1. The analysis of the current emission level on the main roads in Greater Jakarta.

2. The analysis of the factors that affect the air pollution on the main roads.

3. The development of "what if" scenarios to be constructed with current pollution level in Greater Jakarta for reduction of emissions.

4. To identify feasible alternatives and recommendations to reduce the air pollution level in Greater Jakarta.

Importance of Study

The importance of this study relates to both the contribution that vehicular emission are making to diminished air quality as well as the growth in demand for fossil fuels in emerging nations such as Indonesia. For instance, according to Li (2009), "Increased prosperity in the developing nations of Asia is taking a toll on the health of the people and the environment. This economic boom, however, comes at a cost, as sharply increased consumption of energy and resources have produced a major surge in pollution and inflicted significant damages on the Asian people and their environment" (p. 55). Moreover, although air pollution is a regionalized problems, it also has transnational aspects. In this regard, Li emphasizes that, "Sulfur emissions from coal combustion are transported across national boundaries. Transnational air pollution also creates international political tension as concern grows over acid deposition in the oceans and in neighboring countries" (2009, p. 55).

Structure of the Study

The research consisted of five chapters which are: introduction, literature review, methodology, result and analysis, and conclusion. The first chapter is introduction which tells about background of the study, aim and objectives, and structures oh the research. The second chapter is literature review which tells about the relationship between transportation with emissions, the case study, the previous study, the standards, forecasting procedures, transport handling facilities, and data presenting. The third chapter is methodology which tells about data collection, analysis method and methodology flow chart. The fourth chapter is result and analysis which presents the result of scenario to reduce emission on the main roads and the analysis. The last chapter is conclusion which tells about conclusion the research, limitation of the study, and recommendation for further research.
+++++
In the Jakarta air pollution study excerpt, what does the third chapter cover?
+++++
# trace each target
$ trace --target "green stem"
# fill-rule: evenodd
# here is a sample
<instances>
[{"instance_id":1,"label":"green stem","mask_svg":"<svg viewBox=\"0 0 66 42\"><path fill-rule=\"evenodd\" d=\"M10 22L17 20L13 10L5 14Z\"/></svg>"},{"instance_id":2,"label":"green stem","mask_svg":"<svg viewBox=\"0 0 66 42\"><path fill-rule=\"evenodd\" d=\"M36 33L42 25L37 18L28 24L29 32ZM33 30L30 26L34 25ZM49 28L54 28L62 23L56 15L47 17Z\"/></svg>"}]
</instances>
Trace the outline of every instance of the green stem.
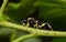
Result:
<instances>
[{"instance_id":1,"label":"green stem","mask_svg":"<svg viewBox=\"0 0 66 42\"><path fill-rule=\"evenodd\" d=\"M23 41L23 40L29 39L29 38L32 38L32 36L34 36L34 35L33 34L22 35L22 36L15 39L12 42L20 42L20 41Z\"/></svg>"},{"instance_id":2,"label":"green stem","mask_svg":"<svg viewBox=\"0 0 66 42\"><path fill-rule=\"evenodd\" d=\"M28 27L14 24L14 23L7 22L7 21L0 22L0 25L9 27L12 29L18 29L18 30L24 30L24 31L28 31L30 33L35 33L34 35L36 35L36 36L38 36L38 35L43 35L43 36L66 36L66 32L38 30L38 29L33 29L33 28L28 28Z\"/></svg>"},{"instance_id":3,"label":"green stem","mask_svg":"<svg viewBox=\"0 0 66 42\"><path fill-rule=\"evenodd\" d=\"M3 10L7 6L7 3L8 3L8 0L3 0L3 3L2 3L1 9L0 9L0 20L2 20Z\"/></svg>"}]
</instances>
+++++
### [Solution to the exercise]
Data collection, the analysis method, and the methodology flow chart.